── Given information
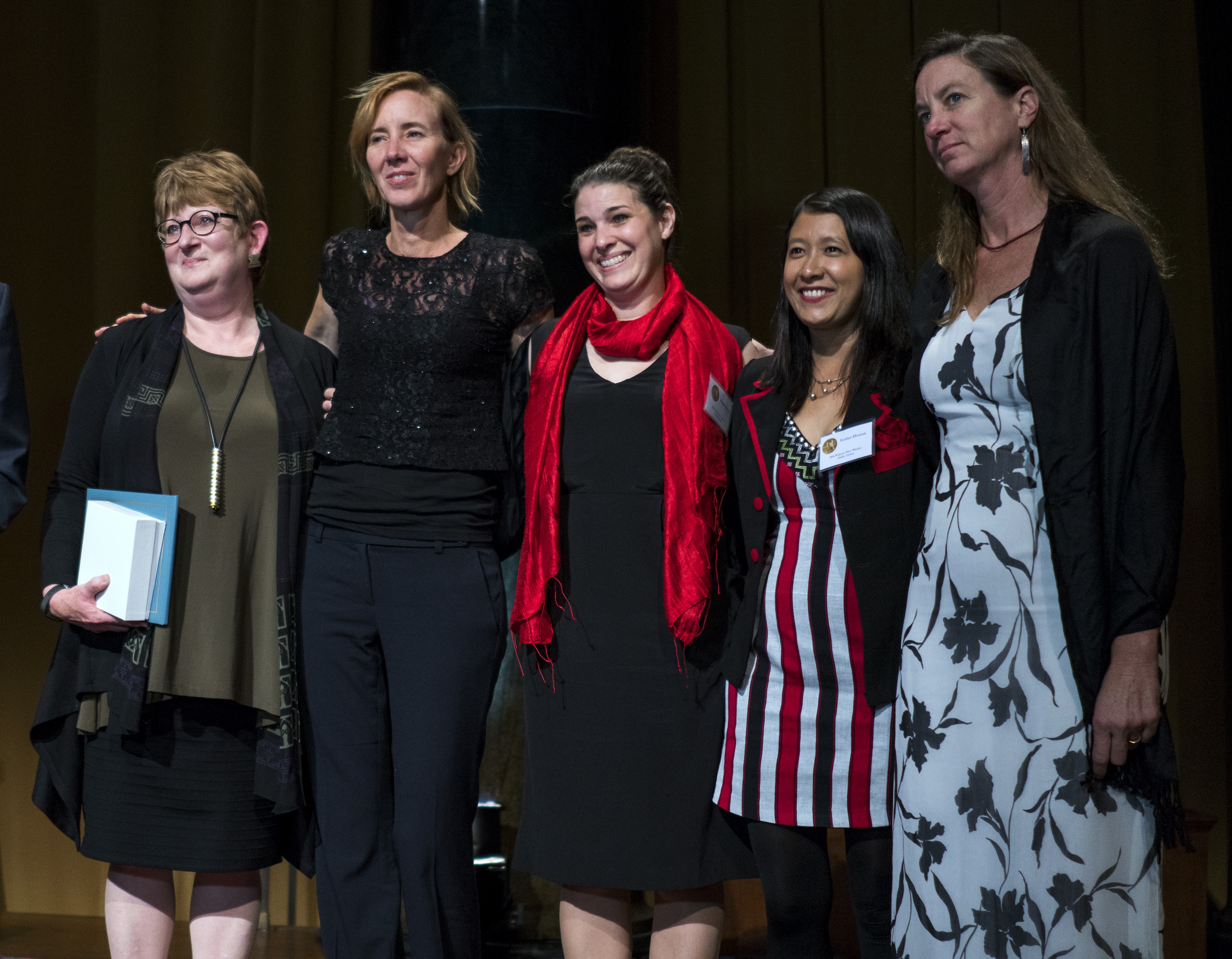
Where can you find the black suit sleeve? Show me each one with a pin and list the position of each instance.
(78, 471)
(14, 415)
(1141, 377)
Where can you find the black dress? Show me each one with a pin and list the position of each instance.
(624, 730)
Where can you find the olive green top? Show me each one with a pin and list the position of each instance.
(222, 637)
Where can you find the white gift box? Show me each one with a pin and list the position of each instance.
(126, 546)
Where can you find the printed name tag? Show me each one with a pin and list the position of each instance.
(846, 445)
(719, 405)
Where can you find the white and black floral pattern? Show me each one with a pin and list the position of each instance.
(1001, 847)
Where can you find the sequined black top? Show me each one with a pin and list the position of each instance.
(422, 341)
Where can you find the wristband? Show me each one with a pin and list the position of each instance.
(47, 602)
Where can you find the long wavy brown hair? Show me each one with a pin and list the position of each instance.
(1064, 159)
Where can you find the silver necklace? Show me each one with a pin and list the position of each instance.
(823, 383)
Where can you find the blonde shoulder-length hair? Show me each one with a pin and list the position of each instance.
(462, 191)
(1064, 159)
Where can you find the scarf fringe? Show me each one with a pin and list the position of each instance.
(1135, 778)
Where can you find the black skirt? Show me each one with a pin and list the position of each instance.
(625, 730)
(179, 794)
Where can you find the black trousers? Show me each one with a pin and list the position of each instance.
(403, 642)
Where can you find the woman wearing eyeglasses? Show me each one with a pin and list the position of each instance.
(182, 744)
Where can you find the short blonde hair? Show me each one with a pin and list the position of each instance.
(205, 178)
(462, 191)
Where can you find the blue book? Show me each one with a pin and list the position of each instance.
(159, 508)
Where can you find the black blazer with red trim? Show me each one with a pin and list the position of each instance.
(881, 505)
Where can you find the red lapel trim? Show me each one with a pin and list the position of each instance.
(757, 444)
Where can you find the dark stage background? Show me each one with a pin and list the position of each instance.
(755, 104)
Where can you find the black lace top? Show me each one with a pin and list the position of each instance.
(422, 341)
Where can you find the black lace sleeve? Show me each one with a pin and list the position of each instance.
(527, 290)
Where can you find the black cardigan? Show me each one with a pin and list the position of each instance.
(1101, 362)
(879, 516)
(99, 451)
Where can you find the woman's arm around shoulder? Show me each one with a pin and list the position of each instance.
(752, 375)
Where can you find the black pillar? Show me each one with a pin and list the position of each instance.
(550, 87)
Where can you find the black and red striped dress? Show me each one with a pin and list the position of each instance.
(803, 745)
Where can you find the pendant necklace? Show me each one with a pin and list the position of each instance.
(1002, 247)
(823, 383)
(216, 444)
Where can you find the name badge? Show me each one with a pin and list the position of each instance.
(719, 405)
(846, 445)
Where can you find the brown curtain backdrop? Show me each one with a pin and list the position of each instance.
(95, 95)
(778, 100)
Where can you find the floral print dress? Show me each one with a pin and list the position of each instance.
(1000, 846)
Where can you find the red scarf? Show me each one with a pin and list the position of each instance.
(695, 469)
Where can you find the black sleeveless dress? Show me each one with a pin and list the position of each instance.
(624, 730)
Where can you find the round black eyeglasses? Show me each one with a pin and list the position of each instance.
(203, 223)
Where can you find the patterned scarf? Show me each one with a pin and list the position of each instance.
(694, 465)
(279, 749)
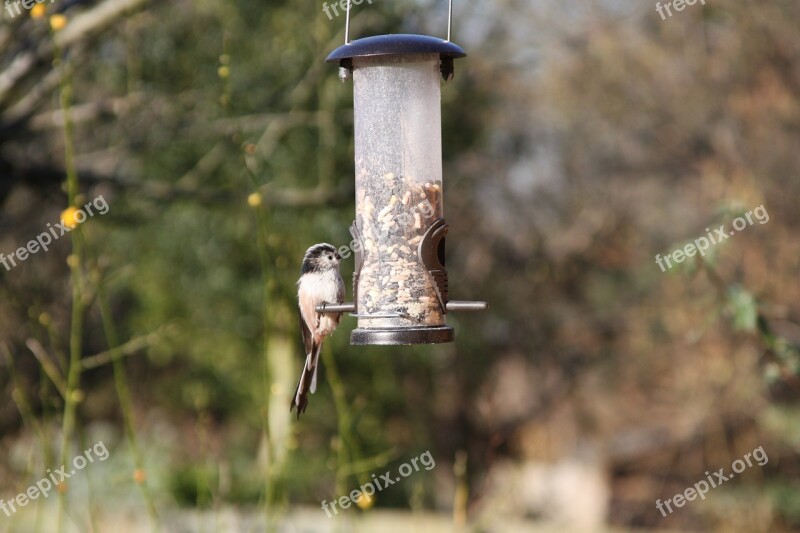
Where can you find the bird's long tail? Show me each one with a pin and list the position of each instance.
(308, 380)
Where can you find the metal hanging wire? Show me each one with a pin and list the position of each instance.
(449, 21)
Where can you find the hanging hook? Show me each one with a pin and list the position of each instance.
(347, 25)
(449, 18)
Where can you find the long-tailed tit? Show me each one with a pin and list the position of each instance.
(320, 281)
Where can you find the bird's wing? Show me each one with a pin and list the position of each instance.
(307, 336)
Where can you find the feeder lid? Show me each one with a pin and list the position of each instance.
(396, 44)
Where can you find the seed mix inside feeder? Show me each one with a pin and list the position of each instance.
(400, 287)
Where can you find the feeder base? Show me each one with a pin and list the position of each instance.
(402, 336)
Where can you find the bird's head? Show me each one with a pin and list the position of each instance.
(320, 258)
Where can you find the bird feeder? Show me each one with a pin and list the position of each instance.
(400, 287)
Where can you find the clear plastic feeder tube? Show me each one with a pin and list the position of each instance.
(398, 156)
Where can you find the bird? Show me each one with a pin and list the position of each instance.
(320, 281)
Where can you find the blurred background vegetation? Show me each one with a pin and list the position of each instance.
(580, 140)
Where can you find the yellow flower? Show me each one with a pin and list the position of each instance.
(68, 217)
(254, 200)
(365, 501)
(58, 22)
(38, 11)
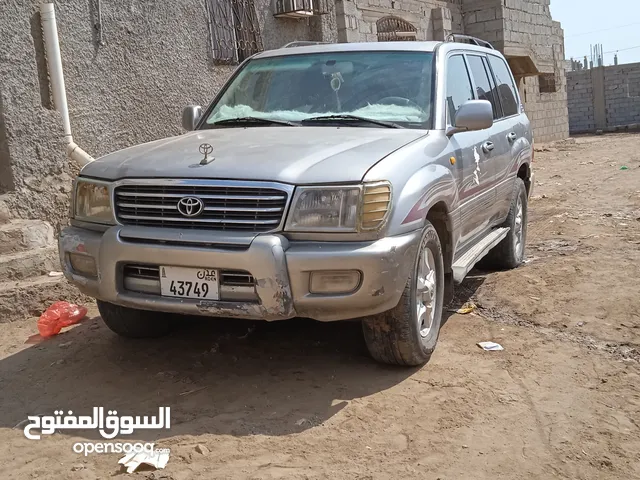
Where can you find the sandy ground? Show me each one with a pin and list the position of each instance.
(302, 400)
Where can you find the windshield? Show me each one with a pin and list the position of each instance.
(386, 86)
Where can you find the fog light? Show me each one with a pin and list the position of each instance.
(342, 281)
(83, 264)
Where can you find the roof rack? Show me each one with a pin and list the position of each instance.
(456, 37)
(302, 43)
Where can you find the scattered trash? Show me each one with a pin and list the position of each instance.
(189, 392)
(202, 450)
(132, 461)
(249, 332)
(59, 315)
(490, 346)
(466, 308)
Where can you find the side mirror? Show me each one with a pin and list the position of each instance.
(190, 116)
(471, 116)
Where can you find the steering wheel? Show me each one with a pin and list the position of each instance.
(400, 101)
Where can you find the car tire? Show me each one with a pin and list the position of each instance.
(397, 336)
(133, 323)
(509, 253)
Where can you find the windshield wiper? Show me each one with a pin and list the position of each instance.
(348, 119)
(252, 120)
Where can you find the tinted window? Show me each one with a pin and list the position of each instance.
(485, 88)
(459, 88)
(506, 88)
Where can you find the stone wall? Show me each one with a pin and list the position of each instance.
(604, 98)
(154, 60)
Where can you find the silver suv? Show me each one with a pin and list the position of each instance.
(334, 182)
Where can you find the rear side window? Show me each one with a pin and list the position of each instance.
(506, 89)
(459, 88)
(485, 88)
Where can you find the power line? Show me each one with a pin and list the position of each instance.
(602, 30)
(607, 53)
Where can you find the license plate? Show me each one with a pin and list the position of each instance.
(183, 282)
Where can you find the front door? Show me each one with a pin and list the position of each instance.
(472, 167)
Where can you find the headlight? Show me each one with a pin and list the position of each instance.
(340, 209)
(93, 202)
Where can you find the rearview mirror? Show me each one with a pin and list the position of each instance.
(472, 116)
(190, 116)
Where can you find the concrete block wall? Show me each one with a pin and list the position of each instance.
(484, 19)
(155, 60)
(604, 98)
(580, 101)
(622, 94)
(529, 23)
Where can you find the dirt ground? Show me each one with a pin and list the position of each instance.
(302, 400)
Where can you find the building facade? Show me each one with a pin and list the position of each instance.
(131, 65)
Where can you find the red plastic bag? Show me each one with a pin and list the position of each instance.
(59, 315)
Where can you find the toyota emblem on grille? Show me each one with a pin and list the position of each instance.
(190, 206)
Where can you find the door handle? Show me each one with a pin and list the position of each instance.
(487, 147)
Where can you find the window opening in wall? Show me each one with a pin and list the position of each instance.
(300, 8)
(234, 32)
(394, 29)
(547, 83)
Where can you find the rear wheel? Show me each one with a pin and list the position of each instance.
(408, 333)
(133, 323)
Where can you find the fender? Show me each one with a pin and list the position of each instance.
(428, 186)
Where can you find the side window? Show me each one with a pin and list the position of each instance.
(506, 89)
(485, 88)
(459, 88)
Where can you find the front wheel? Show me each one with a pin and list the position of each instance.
(408, 333)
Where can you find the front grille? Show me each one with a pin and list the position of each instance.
(256, 209)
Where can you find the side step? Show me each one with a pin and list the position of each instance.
(465, 263)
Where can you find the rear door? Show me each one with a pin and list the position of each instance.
(476, 192)
(513, 132)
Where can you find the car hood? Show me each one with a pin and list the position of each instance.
(297, 155)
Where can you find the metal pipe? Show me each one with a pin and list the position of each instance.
(56, 78)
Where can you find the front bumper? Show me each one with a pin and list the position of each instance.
(280, 270)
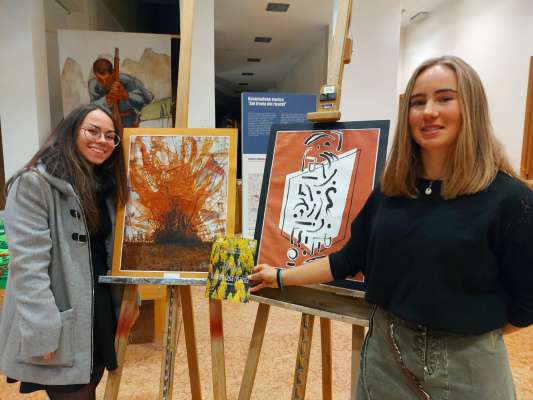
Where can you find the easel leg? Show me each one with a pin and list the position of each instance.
(190, 342)
(170, 342)
(302, 357)
(358, 334)
(245, 393)
(325, 344)
(128, 309)
(217, 349)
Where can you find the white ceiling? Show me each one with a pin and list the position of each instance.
(238, 22)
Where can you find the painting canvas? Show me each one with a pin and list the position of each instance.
(317, 179)
(181, 185)
(142, 70)
(232, 260)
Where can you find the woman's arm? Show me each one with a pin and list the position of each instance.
(315, 272)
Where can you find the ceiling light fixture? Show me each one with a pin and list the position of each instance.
(262, 39)
(278, 7)
(419, 16)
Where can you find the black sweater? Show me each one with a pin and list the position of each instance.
(461, 266)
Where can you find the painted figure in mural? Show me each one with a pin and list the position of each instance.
(58, 322)
(446, 248)
(128, 91)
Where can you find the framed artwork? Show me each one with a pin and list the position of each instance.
(181, 185)
(317, 178)
(140, 64)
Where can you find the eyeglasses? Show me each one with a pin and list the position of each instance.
(95, 135)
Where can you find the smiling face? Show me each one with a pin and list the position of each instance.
(95, 151)
(434, 110)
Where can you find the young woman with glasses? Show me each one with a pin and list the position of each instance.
(58, 323)
(446, 246)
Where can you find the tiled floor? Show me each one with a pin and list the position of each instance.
(276, 366)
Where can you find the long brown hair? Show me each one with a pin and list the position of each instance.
(63, 160)
(477, 155)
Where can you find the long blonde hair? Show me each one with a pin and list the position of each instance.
(477, 155)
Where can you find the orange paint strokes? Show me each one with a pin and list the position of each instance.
(177, 181)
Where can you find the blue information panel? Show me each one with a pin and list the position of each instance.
(261, 110)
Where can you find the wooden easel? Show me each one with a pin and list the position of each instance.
(178, 289)
(326, 302)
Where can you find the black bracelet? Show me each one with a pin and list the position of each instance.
(278, 278)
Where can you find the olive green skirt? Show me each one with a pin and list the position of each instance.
(404, 361)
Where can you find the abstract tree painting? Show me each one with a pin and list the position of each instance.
(181, 195)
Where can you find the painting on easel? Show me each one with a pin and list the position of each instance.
(317, 179)
(181, 195)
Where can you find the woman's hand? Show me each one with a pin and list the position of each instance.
────
■ **Action item**
Print exactly and only the lines that start at the line with "Where can you find the black bracelet?" and run through the end of the listing above.

■ **Output of the task**
Where can you find the black bracelet? Show me each one with a pin and list the position of each instance.
(278, 278)
Where can you find the olive green skirt? Show me each one with a pin and list the position of each instance.
(404, 361)
Where can you find the abstract tree painting? Show me each one with a pin and list the position of each instance.
(181, 195)
Where can you find the painting on easel? Show me each one with a pin and list the position of each instance.
(317, 179)
(181, 195)
Where can you find the woman's hand? Show me each one with a pin and list the position of each instance.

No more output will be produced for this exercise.